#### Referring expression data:
■ ■ ■ ■
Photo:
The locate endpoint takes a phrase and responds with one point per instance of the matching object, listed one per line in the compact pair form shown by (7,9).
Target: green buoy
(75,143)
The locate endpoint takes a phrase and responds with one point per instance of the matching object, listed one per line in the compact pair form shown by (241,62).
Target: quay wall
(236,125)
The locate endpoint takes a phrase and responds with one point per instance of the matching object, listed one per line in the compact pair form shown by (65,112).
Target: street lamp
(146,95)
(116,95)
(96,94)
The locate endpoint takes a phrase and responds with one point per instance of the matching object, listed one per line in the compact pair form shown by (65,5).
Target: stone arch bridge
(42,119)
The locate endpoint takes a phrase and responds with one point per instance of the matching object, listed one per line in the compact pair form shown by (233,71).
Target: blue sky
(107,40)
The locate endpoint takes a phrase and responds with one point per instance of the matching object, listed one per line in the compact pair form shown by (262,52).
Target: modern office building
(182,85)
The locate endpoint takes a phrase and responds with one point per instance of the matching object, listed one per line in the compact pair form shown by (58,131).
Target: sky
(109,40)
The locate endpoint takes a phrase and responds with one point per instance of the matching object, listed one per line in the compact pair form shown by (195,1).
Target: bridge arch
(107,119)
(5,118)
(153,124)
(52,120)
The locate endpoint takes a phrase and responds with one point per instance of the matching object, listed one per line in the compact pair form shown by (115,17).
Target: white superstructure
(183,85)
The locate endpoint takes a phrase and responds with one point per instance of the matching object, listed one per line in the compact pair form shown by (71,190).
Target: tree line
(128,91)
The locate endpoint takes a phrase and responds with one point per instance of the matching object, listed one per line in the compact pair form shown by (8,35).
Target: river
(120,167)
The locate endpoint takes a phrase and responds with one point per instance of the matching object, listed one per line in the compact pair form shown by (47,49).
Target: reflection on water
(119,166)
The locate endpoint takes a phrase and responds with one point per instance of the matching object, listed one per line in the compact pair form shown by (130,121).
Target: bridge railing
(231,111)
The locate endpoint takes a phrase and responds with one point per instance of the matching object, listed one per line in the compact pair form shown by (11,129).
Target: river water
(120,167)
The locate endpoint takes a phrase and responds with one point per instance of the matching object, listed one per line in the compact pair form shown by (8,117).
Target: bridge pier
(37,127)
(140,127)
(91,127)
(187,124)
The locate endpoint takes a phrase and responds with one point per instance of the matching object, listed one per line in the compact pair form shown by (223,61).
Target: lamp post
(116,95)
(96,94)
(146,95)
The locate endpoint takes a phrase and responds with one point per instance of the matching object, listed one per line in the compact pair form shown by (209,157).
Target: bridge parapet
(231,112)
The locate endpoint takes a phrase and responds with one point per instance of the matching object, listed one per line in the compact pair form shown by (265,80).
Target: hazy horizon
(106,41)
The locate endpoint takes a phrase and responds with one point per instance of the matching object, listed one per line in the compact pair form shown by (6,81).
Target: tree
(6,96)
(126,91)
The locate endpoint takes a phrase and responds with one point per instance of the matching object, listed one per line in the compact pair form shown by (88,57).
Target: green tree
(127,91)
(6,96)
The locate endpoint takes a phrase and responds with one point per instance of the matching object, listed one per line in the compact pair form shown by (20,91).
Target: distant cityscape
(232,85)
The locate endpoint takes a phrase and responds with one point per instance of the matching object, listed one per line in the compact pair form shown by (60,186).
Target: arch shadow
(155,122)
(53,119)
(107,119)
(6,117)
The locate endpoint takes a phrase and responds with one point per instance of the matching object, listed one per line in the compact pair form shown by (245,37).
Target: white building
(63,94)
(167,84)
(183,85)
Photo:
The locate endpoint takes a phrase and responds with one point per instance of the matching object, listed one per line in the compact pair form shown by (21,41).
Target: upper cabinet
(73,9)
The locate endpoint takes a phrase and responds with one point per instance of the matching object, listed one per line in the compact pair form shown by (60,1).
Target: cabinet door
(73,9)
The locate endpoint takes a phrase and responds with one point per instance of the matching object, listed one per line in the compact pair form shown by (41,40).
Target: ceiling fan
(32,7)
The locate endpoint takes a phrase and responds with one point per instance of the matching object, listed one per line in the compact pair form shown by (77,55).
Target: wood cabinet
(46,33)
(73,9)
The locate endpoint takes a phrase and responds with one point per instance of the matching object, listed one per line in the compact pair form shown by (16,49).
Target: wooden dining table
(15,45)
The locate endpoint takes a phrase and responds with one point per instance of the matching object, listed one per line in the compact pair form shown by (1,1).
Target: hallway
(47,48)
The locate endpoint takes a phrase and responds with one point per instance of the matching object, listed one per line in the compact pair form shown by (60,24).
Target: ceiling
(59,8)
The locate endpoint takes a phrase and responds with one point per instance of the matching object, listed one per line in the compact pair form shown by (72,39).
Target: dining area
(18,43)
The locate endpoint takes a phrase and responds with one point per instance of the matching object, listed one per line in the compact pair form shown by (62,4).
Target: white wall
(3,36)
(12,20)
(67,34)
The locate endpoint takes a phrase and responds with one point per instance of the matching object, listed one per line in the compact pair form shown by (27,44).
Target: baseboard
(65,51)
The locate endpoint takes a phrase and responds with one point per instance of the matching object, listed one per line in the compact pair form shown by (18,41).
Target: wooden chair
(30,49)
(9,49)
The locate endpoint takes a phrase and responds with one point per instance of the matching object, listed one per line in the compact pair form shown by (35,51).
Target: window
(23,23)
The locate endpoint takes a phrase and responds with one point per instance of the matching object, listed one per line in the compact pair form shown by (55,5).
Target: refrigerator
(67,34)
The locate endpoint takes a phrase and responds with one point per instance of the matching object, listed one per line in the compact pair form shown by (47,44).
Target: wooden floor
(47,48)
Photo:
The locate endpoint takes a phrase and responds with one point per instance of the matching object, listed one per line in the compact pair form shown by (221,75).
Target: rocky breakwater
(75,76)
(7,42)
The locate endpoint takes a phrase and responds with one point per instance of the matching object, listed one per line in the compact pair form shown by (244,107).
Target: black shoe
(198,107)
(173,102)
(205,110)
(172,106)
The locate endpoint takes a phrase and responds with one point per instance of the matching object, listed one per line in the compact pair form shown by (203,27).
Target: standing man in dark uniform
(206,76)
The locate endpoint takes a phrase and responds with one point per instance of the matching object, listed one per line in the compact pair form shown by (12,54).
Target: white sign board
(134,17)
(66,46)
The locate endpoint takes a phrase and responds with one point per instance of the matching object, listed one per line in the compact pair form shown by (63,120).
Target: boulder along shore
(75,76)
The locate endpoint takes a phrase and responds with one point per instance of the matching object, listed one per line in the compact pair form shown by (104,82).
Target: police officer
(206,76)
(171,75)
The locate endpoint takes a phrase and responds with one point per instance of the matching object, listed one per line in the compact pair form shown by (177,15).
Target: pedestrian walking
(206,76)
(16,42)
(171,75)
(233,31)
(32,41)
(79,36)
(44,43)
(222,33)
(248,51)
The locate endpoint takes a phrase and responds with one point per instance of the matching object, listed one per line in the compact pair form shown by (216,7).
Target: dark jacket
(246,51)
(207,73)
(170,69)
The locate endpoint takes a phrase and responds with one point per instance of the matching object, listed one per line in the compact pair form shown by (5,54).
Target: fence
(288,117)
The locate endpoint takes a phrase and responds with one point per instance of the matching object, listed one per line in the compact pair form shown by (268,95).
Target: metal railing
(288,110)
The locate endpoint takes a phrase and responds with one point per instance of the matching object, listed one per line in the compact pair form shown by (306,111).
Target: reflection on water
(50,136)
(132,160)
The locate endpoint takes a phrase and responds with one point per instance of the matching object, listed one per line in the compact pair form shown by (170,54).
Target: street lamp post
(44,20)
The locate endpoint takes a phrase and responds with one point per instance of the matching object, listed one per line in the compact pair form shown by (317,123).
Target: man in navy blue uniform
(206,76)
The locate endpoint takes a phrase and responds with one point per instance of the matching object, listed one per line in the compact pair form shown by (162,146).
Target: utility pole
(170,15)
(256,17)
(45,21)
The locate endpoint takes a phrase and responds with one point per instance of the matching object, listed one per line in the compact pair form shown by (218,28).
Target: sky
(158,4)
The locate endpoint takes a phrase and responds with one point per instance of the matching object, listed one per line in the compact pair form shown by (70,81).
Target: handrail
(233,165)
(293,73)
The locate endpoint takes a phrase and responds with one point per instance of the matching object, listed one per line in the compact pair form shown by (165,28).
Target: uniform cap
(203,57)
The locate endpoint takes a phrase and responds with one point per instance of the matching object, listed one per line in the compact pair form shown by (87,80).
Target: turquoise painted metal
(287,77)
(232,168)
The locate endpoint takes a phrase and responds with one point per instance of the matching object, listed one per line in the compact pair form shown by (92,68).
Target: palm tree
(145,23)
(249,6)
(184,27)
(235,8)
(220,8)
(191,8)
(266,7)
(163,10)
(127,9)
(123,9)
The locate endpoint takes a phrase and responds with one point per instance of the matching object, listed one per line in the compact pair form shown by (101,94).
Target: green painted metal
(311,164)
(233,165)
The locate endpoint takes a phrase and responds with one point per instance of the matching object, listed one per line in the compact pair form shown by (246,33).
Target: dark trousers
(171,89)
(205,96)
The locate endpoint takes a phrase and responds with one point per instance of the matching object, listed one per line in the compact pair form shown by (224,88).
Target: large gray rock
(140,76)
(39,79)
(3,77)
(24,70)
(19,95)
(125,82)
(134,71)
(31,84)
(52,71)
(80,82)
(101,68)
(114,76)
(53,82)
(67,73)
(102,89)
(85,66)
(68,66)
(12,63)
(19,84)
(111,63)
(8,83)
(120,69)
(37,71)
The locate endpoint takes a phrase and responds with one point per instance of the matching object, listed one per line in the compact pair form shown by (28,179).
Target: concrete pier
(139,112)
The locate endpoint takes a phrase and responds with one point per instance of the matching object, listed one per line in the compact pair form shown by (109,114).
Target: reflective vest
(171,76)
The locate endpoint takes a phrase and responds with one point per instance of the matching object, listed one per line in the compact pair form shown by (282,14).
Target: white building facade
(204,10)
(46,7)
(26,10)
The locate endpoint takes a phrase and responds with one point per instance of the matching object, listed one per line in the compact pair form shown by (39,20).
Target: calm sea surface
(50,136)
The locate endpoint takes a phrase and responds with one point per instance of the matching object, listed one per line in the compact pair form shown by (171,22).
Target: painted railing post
■ ■ ■ ■
#### Task statement:
A word-for-word restatement of the records above from the line containing "Target: calm sea surface" to their final line is all the answer should hold.

#### Expected answer:
Target: calm sea surface
(50,136)
The locate endpoint takes a phrase and responds with one point per instance of the matching object, listed one per line in the compact pair form shown by (171,22).
Target: painted railing post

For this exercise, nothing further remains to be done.